▸ **TEXT PROVIDED**:
_ _ _
I.Assignability. During the Participant’s lifetime, the purchase right shall be exercisable only by the Participant and shall not be assignable or transferable by the Participant.
J.Stockholder Rights. A Participant shall have no stockholder rights with respect to the shares subject to his or her outstanding purchase right until the shares are purchased on the Participant’s behalf in accordance with the provisions of the Plan and the Participant has become a holder of record of the purchased shares.
VIII.ACCRUAL LIMITATIONS
A.No Participant shall be entitled to accrue rights to acquire Common Stock pursuant to any purchase right outstanding under this Plan if and to the extent such accrual, when aggregated with (i) rights to purchase Common Stock accrued under any other purchase right granted under this Plan and (ii) similar rights accrued under other employee stock purchase plans (within the meaning of Code Section 423) of the Corporation or any Corporate Affiliate, would otherwise permit such Participant to purchase more than Twenty-Five Thousand Dollars ($25,000) worth of stock of the Corporation or any Corporate Affiliate (determined on the basis of the Fair Market Value of such stock on the date or dates such rights are granted) for each calendar year such rights are at any time outstanding.
B.For purposes of applying such accrual limitations, the following provisions shall be in effect:
(i)The right to acquire Common Stock under each purchase right shall accrue on the Purchase Date in effect for the purchase period for which such right is granted.
(ii)No right to acquire Common Stock under any outstanding purchase right shall accrue to the extent the Participant has already accrued in the same calendar year the right to acquire Common Stock under one (1) or more other purchase rights at a rate equal to Twenty-Five Thousand Dollars ($25,000) worth of Common Stock (determined on the basis of the Fair Market Value of such stock on the date or dates of grant) for each calendar year such rights were at any time outstanding. Such limitation shall be applied in conformance with Code Section 423(b)(8).
_ _ _
▸ **PROVIDED DATA**:
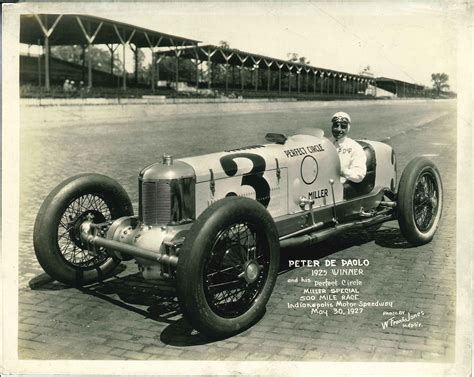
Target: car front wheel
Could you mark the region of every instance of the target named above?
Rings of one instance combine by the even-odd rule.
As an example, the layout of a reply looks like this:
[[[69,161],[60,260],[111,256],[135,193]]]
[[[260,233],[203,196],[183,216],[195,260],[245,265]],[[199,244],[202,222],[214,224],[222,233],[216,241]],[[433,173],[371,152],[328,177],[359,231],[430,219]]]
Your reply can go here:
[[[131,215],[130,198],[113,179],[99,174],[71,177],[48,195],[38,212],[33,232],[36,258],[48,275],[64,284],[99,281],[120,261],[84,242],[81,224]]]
_ _ _
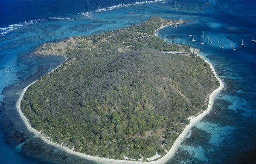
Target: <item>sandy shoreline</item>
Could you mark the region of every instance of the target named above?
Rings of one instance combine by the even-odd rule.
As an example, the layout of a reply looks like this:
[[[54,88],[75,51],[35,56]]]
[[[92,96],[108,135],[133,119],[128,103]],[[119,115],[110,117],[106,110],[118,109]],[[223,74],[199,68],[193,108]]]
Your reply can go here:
_ _ _
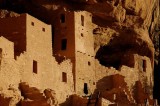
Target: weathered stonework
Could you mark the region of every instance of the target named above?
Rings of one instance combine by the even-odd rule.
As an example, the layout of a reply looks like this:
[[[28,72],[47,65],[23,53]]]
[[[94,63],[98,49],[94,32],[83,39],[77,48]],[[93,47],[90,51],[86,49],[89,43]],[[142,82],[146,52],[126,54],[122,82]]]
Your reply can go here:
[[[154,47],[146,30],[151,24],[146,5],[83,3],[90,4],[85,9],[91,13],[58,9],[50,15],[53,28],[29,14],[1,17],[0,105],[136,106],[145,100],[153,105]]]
_ _ _
▸ **WORK ORDER 1**:
According to the stock purchase plan excerpt, on what date does the right to acquire Common Stock under each purchase right accrue?
▸ **WORK ORDER 2**:
Say whether each statement agrees with the stock purchase plan excerpt. Answer yes or no, and quote the deciding words.
(a) During the Participant's lifetime, the Participant may transfer the purchase right to someone else.
(b) The accrual limit is $25,000 worth of stock for each calendar year that the rights are outstanding.
(c) A Participant holds stockholder rights in the shares as soon as the purchase right is outstanding.

▸ **TASK RESPONSE 1**:
It accrues on the Purchase Date in effect for the purchase period for which that right is granted.

▸ **TASK RESPONSE 2**:
(a) No. "shall not be assignable or transferable by the Participant"
(b) Yes. "Twenty-Five Thousand Dollars ($25,000) worth of stock of the Corporation or any Corporate Affiliate (determined on the basis of the Fair Market Value of such stock on the date or dates such rights are granted) for each calendar year such rights are at any time outstanding"
(c) No. "A Participant shall have no stockholder rights with respect to the shares subject to his or her outstanding purchase right until the shares are purchased on the Participant’s behalf"